### EXCERPTED TEXT
Abbreviations: WBC white blood cell, ESR Erythrocyte sedimentation rate, CRP C-reactive protein

Laboratory findings

Routine peripheral blood testing was performed for all cases. One case (12.5%) had increased white blood cell counts, with normal counts in the remaining cases. Four cases (50%) exhibited decreased neutrophil percentages and increased lymphocyte counts and/or percentages. In one case (12.5%), the neutrophil percentage was increased and lymphocyte percentage was decreased. One case (12.5%) exhibited normal neutrophil and increased lymphocyte percentage. One case (12.5%) showed increased C-reactive protein level (Table 1).

Chest CT imaging findings

Of the two mild cases, one case did not show positive lung CT findings, and one case only showed minimal pleural thickening on the right side. Among the five moderate cases, one case displayed consolidation located in the subpleural region of the right upper lobe, with thickening in the adjacent pleura (Fig. 1). One case presented multiple consolidation and GGO, with blurry margins; the patchy/nodular consolidation was mostly located in the mid and inner zones of the both lower lung lobe, with high density inside the lesions and relatively low density in the periphery, presenting a “halo sign” appearance; the GGO was located in the outer zone of the left upper lobe (Fig. 2). One case displayed bronchial pneumonia-like changes in the left upper lobe, with multiple high-density nodular shadows and GGO along the bronchovascular bundles (Fig. 3). Two cases displayed asthmatic bronchitis-like changes. One of the two cases showed increased lucency shadows in the right upper lobe, and another case exhibited multiple saccular lucency shadows in the bilateral lower lobes with unclear margins (Fig. 4). In addition, the chest CT examination of the one case who was classified as critical type revealed bronchial pneumonia-like changes in the bilateral lungs, presenting blurred and messy bilateral lung markings and multiple patchy shadows scattered along the lung markings with blurry margins (Fig. 5). There were no pleural effusions, hilar lymphadenopathy, or other signs in this group of patients.

Fig. 1.

Fig. 1

Chest CT images of a 3-year-old male patient show patchy consolidation located in the subpleural region of the right upper lobe (red box), with thickening in the adjacent pleura (red arrow)

Fig. 2.

Fig. 2

Chest CT images of a 2-year-old female patient show multiple patchy/nodular ground-glass opacity and consolidation, with blurry margins; the patchy/nodular consolidation is mostly located in the mid and inner zones of the both lower lung lobe (A-D, red boxes and triangles), with high density inside the lesions and relatively low density in the periphery, presenting a “halo sign” appearance; the GGO was located in the outer zone of the left upper lobe (B, red arrow)

Fig. 3.

Fig. 3

Chest CT images of a 3-year-old female patient show bronchial pneumonia-like changes in the left upper lobe, with multiple high-density nodular shadows and patchy ground-glass opacity along the bronchovascular bundles (A-D, red box). Thickening of the right interlobar pleura is also shown (B, red arrow)

Fig. 4.

Fig. 4

Chest CT images of a 2-year-old female patient show multiple saccular lucency shadows in bilateral lower lobes with unclear margins (red arrows)

Fig. 5.

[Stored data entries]
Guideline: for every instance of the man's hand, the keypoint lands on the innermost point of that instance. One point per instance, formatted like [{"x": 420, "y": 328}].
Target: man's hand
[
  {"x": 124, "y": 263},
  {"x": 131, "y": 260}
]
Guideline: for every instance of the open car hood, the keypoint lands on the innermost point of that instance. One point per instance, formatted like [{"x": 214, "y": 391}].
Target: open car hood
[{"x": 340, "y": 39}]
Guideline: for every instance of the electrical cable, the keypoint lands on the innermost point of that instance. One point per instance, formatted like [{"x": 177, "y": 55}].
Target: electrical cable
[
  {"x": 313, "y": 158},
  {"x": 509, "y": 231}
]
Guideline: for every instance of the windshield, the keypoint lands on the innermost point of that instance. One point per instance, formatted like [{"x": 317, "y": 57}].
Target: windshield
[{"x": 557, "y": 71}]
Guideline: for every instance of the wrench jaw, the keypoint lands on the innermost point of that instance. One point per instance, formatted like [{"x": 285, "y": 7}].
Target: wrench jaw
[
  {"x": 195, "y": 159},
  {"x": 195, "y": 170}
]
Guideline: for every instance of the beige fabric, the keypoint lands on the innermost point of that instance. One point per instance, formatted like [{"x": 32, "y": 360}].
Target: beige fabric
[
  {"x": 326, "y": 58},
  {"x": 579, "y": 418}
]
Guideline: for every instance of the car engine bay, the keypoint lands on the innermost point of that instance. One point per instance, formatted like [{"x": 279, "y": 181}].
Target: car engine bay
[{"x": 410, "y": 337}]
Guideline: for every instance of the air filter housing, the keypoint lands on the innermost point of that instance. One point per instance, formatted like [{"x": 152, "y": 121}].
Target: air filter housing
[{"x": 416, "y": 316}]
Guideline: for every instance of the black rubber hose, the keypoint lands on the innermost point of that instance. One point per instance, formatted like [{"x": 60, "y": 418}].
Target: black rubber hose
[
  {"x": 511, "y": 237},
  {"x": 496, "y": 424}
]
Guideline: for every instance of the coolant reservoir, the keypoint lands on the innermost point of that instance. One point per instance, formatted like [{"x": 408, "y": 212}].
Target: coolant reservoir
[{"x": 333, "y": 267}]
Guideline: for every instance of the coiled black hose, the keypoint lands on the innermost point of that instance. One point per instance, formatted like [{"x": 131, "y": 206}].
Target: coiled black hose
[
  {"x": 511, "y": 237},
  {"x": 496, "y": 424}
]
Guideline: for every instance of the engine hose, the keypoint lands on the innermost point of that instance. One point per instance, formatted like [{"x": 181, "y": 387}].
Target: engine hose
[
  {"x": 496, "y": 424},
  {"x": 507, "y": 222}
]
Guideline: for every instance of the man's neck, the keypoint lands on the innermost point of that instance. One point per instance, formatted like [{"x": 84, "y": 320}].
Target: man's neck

### QUESTIONS TO ANSWER
(A) Quote the clinical findings excerpt word for word from "Routine peripheral blood" to "level (Table 1).".
(B) In the clinical findings excerpt, how many cases showed an increased C-reactive protein level?
(C) Carry on the clinical findings excerpt, starting after its last line.

### EXPECTED RESPONSES
(A)
Routine peripheral blood testing was performed for all cases. One case (12.5%) had increased white blood cell counts, with normal counts in the remaining cases. Four cases (50%) exhibited decreased neutrophil percentages and increased lymphocyte counts and/or percentages. In one case (12.5%), the neutrophil percentage was increased and lymphocyte percentage was decreased. One case (12.5%) exhibited normal neutrophil and increased lymphocyte percentage. One case (12.5%) showed increased C-reactive protein level (Table 1).

(B) One case (12.5%).

(C)
Fig. 5

Chest CT images of a 1-year-old male patient with a coinfection of SARS-CoV-2 and mycoplasma show bronchial pneumonia-like changes in both lungs, especially the left lung, presenting blurred and messy bilateral lung markings and multiple patchy shadows scattered along the lung markings with blurry margins. Air bronchogram is also shown (red arrows)

Treatment and prognosis

Except for the one severe case, the remaining seven mild and moderate cases were routinely administered symptomatic medications. Lian Hua Qing Wen capsules, oseltamivir, and other medications were commonly used. The patient with the shortest disease course had a negative nucleic acid test after 6 days. All patients were followed up for 1 month. After 8–12 days, most of the nucleic acid tests were negative. Most of the patients displayed mild symptoms and favorable outcomes. One case was discharged after treatment according to the discharge criteria outlined in the Guidelines for the Diagnosis and Treatment of Novel Coronavirus Pneumonia [11]. By the end of follow-up, six patients had entered the clinical isolation stage, while the severe case was still being treated with ventilator.

Discussion

Different age group are generally susceptible to SARS-CoV-2. Du et al. estimated that the basic reproduction number (R0 value) is 2.56 [13]. Since December 2019, there have been COVID-19 confirmed cases in all provinces and cities nationwide in China, and in many other countries. As of 6 February 2020, at least 230 COVID-19 cases in children (≤18 years) have been reported in China [14], suggesting that the SARS-CoV-2 has a strong transmission capacity in the special population (i.e., neonate and children). The present study indicates that infected preschool children have different clinical symptoms and CT imaging findings from those of adults. Symptoms may not be apparent in young children. Under the current epidemic conditions, cluster outbreaks in families have occurred. If children, especially preschool children, are not paid attention to, they may contribute to the spread of infection and may not be treated in a timely manner.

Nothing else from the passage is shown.